# MATERIAL PROVIDED start

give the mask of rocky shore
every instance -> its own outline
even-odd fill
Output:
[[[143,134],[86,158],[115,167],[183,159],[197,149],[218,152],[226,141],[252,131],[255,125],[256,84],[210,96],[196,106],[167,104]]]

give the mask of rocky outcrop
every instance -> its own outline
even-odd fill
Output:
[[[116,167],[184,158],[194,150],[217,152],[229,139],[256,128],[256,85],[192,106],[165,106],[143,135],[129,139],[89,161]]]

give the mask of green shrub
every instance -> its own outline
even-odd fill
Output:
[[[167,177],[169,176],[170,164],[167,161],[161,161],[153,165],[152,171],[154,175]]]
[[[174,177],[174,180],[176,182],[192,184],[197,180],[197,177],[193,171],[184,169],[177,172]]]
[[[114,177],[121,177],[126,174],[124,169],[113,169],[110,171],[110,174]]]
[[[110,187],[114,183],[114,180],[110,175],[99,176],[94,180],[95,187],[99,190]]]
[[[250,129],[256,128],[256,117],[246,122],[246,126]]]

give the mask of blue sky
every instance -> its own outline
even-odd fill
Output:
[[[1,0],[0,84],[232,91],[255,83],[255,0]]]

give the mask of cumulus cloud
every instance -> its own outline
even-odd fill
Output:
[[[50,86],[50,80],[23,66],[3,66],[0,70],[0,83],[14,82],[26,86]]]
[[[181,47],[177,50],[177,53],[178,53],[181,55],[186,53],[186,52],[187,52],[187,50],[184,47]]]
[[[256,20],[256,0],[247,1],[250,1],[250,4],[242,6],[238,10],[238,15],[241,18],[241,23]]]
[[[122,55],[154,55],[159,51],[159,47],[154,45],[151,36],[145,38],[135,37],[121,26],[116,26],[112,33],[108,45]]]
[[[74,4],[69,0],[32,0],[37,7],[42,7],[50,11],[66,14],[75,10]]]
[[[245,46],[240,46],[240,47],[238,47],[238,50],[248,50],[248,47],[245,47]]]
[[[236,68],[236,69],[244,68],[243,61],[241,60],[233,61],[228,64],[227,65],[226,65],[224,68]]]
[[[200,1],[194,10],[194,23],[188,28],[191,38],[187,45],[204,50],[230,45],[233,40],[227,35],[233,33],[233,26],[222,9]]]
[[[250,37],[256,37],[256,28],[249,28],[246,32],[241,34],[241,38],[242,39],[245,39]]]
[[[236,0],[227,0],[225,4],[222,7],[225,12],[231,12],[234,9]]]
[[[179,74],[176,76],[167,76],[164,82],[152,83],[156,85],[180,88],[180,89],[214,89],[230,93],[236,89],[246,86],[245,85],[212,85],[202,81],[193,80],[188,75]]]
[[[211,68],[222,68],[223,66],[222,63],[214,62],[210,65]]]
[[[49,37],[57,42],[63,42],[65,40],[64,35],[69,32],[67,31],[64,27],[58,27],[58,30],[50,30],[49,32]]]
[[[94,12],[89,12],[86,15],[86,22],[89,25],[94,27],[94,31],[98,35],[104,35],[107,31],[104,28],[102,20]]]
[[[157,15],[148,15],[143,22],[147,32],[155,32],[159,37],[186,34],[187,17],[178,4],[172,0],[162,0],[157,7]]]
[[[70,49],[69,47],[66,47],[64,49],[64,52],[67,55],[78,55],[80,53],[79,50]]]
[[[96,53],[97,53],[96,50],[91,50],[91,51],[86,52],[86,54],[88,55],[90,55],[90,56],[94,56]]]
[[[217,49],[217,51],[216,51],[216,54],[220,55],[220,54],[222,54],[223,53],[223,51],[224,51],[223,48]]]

# MATERIAL PROVIDED end

== PROBLEM STATEMENT ==
Copy all of the lines above exactly as they appear.

== CORRECT ANSWER ==
give the mask of rocky shore
every instance -> its own outline
even-odd fill
Output:
[[[143,134],[86,158],[115,167],[183,159],[197,149],[218,152],[226,141],[252,131],[255,125],[256,84],[210,96],[196,106],[167,104]]]

give the mask of rocky outcrop
every instance -> its own outline
even-odd fill
Output:
[[[116,167],[184,158],[194,150],[217,152],[229,139],[256,128],[256,85],[192,106],[165,106],[143,135],[129,139],[89,161]]]

give the mask of green shrub
every instance -> its own outline
even-odd fill
Output:
[[[167,177],[169,176],[170,164],[167,161],[161,161],[153,165],[152,171],[154,175]]]
[[[174,177],[174,180],[176,182],[192,184],[197,180],[197,177],[193,171],[184,169],[177,172]]]
[[[114,177],[121,177],[126,174],[124,169],[113,169],[110,171],[110,174]]]
[[[110,187],[114,183],[114,180],[110,175],[99,176],[94,180],[95,187],[99,190]]]
[[[250,129],[256,128],[256,117],[246,122],[246,126]]]

give the mask of blue sky
every instance -> its own outline
even-odd fill
Output:
[[[1,0],[0,84],[232,91],[255,83],[255,0]]]

give the mask of cumulus cloud
every instance -> its own outline
even-odd fill
Output:
[[[50,86],[50,80],[23,66],[3,66],[0,70],[0,83],[14,82],[26,86]]]
[[[181,47],[177,50],[177,53],[178,53],[181,55],[186,53],[186,52],[187,52],[187,50],[184,47]]]
[[[256,20],[256,0],[247,1],[250,1],[250,4],[242,6],[238,10],[238,15],[241,18],[241,23]]]
[[[122,55],[154,55],[159,51],[159,47],[154,45],[151,36],[145,38],[135,37],[121,26],[116,26],[112,33],[108,45]]]
[[[74,4],[69,0],[32,0],[37,7],[42,7],[50,11],[66,14],[75,10]]]
[[[245,46],[240,46],[240,47],[238,47],[238,50],[248,50],[248,47],[245,47]]]
[[[236,68],[236,69],[244,68],[243,61],[241,60],[233,61],[228,64],[227,65],[226,65],[224,68]]]
[[[200,1],[194,10],[194,23],[188,28],[191,38],[187,45],[204,50],[230,45],[233,40],[227,35],[233,33],[233,26],[222,9]]]
[[[250,37],[256,37],[256,28],[249,28],[246,32],[241,34],[241,38],[242,39],[245,39]]]
[[[236,0],[227,0],[225,4],[222,7],[225,12],[231,12],[234,9]]]
[[[179,74],[176,76],[167,76],[164,82],[152,83],[156,85],[180,88],[180,89],[214,89],[230,93],[236,89],[246,86],[245,85],[212,85],[202,81],[193,80],[188,75]]]
[[[211,68],[222,68],[223,66],[222,63],[214,62],[210,65]]]
[[[49,37],[57,42],[63,42],[65,40],[64,35],[69,32],[67,31],[64,27],[58,27],[58,30],[50,30],[49,32]]]
[[[94,12],[89,12],[86,15],[86,22],[89,25],[94,27],[94,31],[98,35],[104,35],[107,31],[104,28],[102,20]]]
[[[157,15],[148,15],[143,22],[147,32],[155,32],[159,37],[186,34],[187,17],[178,4],[172,0],[162,0],[157,7]]]
[[[70,49],[69,47],[66,47],[64,49],[64,52],[67,55],[78,55],[80,53],[79,50]]]
[[[96,53],[97,53],[96,50],[91,50],[91,51],[86,52],[86,54],[88,55],[90,55],[90,56],[94,56]]]
[[[217,49],[217,51],[216,51],[216,54],[220,55],[220,54],[222,54],[223,53],[223,51],[224,51],[223,48]]]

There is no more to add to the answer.